EXTRACTED MATERIAL Start Marker

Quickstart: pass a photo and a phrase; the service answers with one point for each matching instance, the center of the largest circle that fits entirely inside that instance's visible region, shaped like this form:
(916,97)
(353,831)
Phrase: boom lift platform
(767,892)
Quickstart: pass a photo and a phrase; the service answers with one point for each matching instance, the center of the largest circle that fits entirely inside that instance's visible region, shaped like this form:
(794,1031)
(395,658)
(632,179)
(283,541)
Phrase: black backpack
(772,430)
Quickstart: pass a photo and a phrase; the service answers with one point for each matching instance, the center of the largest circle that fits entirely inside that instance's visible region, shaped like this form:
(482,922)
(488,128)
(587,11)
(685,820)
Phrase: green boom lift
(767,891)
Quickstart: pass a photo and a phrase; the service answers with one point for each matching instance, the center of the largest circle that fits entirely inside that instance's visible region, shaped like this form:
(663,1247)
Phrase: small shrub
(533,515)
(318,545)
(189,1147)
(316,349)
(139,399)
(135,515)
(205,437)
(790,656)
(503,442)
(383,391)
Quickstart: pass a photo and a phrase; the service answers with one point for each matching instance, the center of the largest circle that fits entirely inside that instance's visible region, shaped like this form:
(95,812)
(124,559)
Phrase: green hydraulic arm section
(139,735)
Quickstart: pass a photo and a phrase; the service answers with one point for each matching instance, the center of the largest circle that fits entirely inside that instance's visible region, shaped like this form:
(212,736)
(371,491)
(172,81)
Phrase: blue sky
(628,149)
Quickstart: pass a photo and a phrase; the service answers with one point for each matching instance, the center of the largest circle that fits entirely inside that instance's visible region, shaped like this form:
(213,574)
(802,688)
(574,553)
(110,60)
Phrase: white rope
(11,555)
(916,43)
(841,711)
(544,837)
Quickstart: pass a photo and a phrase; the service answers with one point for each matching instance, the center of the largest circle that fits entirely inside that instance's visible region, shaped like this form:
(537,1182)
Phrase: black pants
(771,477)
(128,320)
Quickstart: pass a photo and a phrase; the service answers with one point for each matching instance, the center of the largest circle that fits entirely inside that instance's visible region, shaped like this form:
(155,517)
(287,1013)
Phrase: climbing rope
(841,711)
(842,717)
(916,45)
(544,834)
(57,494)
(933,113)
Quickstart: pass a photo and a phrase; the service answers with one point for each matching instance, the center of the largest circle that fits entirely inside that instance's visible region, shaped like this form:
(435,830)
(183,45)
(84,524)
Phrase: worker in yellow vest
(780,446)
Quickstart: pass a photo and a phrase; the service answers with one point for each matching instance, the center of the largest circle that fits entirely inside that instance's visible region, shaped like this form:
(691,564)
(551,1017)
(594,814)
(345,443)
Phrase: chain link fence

EXTRACTED MATERIAL End Marker
EXTRACTED MATERIAL Start Marker

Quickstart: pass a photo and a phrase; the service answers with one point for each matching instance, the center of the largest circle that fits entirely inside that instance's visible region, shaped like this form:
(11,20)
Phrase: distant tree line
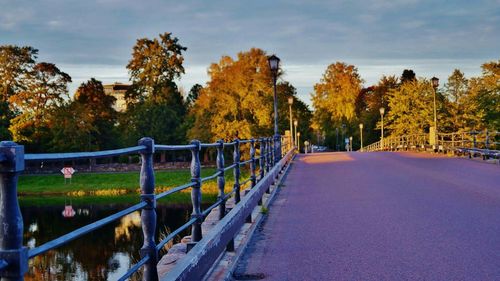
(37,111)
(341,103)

EXTRACTED MATERIAL End Marker
EXTRACTED MATERIAL Start Marker

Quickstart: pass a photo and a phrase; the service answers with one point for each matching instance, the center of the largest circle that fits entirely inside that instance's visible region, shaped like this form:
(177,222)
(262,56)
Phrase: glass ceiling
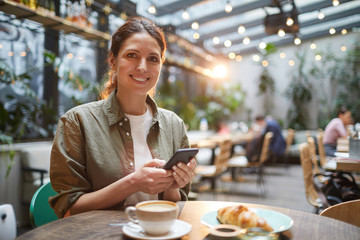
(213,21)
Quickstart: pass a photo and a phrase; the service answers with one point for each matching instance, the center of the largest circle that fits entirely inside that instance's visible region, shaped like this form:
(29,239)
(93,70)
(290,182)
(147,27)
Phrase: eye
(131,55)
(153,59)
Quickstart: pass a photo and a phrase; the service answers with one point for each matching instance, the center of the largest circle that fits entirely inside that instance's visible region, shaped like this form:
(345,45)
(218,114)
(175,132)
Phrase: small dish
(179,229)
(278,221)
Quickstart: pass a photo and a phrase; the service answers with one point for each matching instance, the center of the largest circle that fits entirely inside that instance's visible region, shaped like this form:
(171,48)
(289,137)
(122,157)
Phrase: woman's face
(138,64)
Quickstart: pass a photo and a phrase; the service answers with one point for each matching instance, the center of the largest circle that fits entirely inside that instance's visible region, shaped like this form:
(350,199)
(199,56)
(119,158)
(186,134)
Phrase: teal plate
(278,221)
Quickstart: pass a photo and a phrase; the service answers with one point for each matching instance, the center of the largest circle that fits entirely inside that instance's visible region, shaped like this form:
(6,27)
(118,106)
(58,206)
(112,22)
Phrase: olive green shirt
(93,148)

EXTRACTED MATERIAL End Marker

### [EXERCISE PROMPT]
Extract from the records above the lines from the one containing "Phrase: climbing rope" to the one containing "Phrase: chain link fence", both lines included, exactly as they appear and with nothing else.

### [OUTPUT OF THE EXERCISE]
Phrase: climbing rope
(841,711)
(842,717)
(916,45)
(544,834)
(57,494)
(933,113)
Quickstart: pass a photo and a phrase; the service answers with one point for each matching instance, the center of the largest circle that fits entirely inside that instance's visible region, shaped like this form:
(435,830)
(183,45)
(84,524)
Phrase: worker in yellow vest
(780,446)
Quickstart: pass a photo and a phrase; the service answers with one point for each matching instance, the center of the largest circle that fits entirely inside that instance's visible region, shaped like this form:
(691,564)
(551,1017)
(594,814)
(345,443)
Phrase: chain link fence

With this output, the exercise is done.